# TEXT TO READ
Extended data figures and tables

Extended Data Figure 1 Map and schematic section at LOM3.

a, Map showing xy coordinates of artefacts and fossils recovered in situ and from the surface at the site in 2011 and 2012. b, Schematic section showing vertical distribution of in situ artefacts and those located in the slope deposit at the excavation. Key is the same for both figures.

Extended Data Figure 2 Geology of the LOM3 site.

a, Stratigraphic sections around LOM3 (locations in b), showing relationship of site to marker tuffs and lithofacies. Sections aligned relative to top of flat-pebble conglomerate unit. b, GPS coordinates of stratigraphic sections (WGS84 datum).

Extended Data Figure 3 Paleomagnetic data.

a, Representative vector end-point plots of natural remanent magnetism thermal demagnetization data from specimen Toroto Tuff, tt2, wt59, wt50, wt45, wt36. Open and closed symbols represent the vertical and horizontal projections, respectively, in bedding coordinates. TD treatment steps: NRM, 100°, 150°, 200°, 250°, 300°, 350°, 400°, 450°, 475°, 500°, 525°, 550°, 575°, 600°, 625°, 650°, 660°, 670°, 675°, 680°, 690°, and 700°. V/M = 10 denotes a 10 cc cubic specimen. b, Equal-area projections for Section 1 (left) and Section 2 (right) of the lower Lomekwi Member (see Fig. 3a). Open and closed symbols are projected onto the upper and lower hemisphere, respectively, in bedding coordinates. Plotted are ChRM sample-mean directions for accepted samples only (that is, those with MAD values <15°). Overall mean directions were calculated after inverting the northerly (normal) directions to common southerly (reverse) polarity.

Extended Data Figure 4 Paleoenvironmental reconstruction through pedogenic carbonate stable carbon isotopic analysis.

a, LOM3 paleosol δ13CVPDB values (‰) ± 1σ, number of analyses, fraction woody canopy cover (ƒwc) and percent C4 biomass contribution to soil CO2. Asterisk denotes nodules sampled at the LOM3 site, 2011-2b (see Extended Data Fig. 2a). b, Schematic box and whisker plots of ƒwc from the LOM3 (3.3 Ma, this study) and Gona33,54,55 (Busidima Fm, 2.5–2.7 Ma) lithic sites and other East African hominin localities from 3.2–3.4 Ma34,55,56,57,58,59,60,61 relative to UNESCO structural categories of African vegetation32,52. Grey box denotes 25th and 75th percentiles (interquartile range); whiskers represent observations within upper and lower fences (1.5 × interquartile range); black line shows mean value; grey line equals median value; black circles indicate mild outliers. c, Summary statistics of paleosol δ13CVPDB values and ƒwc from LOM3 (3.3 Ma) and Gona33,54,55 (2.5–2.7 Ma) lithic sites and other East African hominin localities from 3.2–3.4 Ma54,55,56,57,58,59,60,61. LOM3 δ13CVPDB values are significantly lower than those from the Busidima Formation at Gona (t-test, P < 0.001) and have a mean value that indicate 18% more woody canopy cover. When compared to paleosol δ13CVPDB values of the Koobi Fora, Nachukui, Chemeron, and Hadar formations from 3.2 to 3.4 Ma, LOM3 δ13CVPDB values are not significantly different (one-way ANOVA, P > 0.05).

# MATERIAL SUPPLIED
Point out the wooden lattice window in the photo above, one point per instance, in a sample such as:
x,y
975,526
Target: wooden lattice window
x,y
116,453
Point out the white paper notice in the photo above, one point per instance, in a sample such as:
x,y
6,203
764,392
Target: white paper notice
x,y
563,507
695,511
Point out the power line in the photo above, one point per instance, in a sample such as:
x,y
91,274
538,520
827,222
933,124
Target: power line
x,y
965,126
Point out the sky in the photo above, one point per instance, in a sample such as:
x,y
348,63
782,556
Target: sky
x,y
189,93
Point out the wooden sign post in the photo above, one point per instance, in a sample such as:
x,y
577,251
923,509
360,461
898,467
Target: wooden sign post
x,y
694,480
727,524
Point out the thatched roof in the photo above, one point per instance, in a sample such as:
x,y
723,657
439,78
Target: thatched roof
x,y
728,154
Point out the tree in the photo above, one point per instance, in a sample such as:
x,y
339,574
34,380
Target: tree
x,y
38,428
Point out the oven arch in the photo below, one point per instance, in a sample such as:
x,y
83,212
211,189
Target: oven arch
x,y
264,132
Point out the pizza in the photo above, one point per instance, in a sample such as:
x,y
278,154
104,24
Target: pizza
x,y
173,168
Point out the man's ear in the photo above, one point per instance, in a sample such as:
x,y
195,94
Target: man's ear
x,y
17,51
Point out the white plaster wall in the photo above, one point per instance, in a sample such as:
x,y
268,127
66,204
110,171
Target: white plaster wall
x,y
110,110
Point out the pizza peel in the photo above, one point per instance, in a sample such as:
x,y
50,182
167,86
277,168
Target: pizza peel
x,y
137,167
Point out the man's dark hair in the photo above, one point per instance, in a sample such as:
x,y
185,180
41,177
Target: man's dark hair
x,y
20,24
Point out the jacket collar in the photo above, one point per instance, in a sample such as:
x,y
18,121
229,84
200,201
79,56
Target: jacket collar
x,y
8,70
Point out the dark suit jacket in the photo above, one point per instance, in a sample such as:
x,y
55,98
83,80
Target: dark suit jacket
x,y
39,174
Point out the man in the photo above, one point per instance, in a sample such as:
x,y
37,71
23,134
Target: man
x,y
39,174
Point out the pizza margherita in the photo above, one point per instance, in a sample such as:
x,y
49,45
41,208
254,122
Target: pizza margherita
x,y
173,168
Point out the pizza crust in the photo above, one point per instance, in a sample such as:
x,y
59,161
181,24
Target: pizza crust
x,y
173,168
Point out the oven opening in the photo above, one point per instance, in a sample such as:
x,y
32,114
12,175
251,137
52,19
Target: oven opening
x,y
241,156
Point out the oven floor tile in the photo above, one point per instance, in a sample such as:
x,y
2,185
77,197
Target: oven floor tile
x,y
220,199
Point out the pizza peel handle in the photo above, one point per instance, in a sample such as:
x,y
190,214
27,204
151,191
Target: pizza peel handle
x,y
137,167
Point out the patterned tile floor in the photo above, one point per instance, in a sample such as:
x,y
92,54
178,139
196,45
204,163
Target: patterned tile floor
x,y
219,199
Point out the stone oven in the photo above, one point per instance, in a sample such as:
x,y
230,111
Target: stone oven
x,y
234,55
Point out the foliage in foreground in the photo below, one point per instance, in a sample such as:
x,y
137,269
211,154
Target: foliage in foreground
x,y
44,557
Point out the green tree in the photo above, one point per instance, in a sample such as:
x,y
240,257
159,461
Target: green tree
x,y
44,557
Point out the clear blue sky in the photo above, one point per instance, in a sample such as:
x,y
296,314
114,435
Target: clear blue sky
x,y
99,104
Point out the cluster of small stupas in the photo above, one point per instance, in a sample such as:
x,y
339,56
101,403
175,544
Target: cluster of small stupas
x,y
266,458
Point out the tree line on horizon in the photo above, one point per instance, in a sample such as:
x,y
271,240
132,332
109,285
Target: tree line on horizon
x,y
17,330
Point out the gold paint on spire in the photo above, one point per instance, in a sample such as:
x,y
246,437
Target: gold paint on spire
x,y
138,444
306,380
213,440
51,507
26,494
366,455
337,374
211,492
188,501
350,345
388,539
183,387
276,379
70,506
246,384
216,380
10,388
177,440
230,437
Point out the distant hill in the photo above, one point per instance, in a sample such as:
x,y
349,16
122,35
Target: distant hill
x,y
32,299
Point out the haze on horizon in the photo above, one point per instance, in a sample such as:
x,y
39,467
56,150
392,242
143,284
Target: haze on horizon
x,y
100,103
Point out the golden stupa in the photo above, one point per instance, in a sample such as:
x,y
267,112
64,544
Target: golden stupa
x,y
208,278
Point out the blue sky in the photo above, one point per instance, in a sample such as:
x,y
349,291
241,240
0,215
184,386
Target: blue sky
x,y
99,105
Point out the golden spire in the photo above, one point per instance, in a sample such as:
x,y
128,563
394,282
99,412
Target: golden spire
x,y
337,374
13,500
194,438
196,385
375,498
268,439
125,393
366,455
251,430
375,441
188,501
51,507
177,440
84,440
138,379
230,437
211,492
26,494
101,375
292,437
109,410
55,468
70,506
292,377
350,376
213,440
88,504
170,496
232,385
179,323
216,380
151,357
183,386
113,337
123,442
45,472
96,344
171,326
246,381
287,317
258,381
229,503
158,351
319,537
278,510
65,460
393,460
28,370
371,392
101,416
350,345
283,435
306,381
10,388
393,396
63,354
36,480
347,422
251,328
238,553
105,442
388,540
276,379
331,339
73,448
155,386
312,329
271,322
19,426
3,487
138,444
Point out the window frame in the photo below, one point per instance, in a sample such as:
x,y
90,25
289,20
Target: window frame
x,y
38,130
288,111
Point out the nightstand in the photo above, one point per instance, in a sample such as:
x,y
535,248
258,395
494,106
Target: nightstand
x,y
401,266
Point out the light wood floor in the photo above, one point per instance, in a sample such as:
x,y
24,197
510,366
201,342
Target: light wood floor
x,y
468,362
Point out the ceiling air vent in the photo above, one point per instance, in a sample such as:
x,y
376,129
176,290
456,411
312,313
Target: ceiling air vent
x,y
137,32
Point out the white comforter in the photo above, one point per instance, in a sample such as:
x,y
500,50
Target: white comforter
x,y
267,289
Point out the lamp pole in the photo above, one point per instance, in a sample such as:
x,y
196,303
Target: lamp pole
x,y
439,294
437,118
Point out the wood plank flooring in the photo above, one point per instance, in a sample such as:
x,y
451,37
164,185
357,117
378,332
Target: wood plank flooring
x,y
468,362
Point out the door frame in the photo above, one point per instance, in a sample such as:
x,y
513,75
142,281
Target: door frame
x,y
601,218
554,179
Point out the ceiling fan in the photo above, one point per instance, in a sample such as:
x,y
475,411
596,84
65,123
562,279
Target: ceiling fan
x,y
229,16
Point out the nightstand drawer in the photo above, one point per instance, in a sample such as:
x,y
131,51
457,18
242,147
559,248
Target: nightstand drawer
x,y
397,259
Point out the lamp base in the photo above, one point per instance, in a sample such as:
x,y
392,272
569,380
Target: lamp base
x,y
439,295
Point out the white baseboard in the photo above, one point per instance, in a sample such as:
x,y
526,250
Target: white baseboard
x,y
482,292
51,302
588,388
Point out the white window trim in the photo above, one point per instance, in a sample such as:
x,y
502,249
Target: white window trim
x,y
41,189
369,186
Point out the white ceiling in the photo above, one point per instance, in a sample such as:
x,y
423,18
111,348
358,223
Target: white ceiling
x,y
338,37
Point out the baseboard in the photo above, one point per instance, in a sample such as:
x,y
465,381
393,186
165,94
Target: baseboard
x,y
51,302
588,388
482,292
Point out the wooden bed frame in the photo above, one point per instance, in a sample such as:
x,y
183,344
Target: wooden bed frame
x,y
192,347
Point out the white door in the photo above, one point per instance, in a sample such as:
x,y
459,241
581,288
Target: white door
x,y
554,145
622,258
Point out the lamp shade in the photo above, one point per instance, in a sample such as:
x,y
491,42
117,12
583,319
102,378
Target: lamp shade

# SHORT PROBLEM
Repeat the passage of the LOM3 figure captions from "a, Map showing" up to and including "the LOM3 site.". The listing comes from a separate source and has no connection to the LOM3 figure captions.

# COMPLETED TASK
a, Map showing xy coordinates of artefacts and fossils recovered in situ and from the surface at the site in 2011 and 2012. b, Schematic section showing vertical distribution of in situ artefacts and those located in the slope deposit at the excavation. Key is the same for both figures.

Extended Data Figure 2 Geology of the LOM3 site.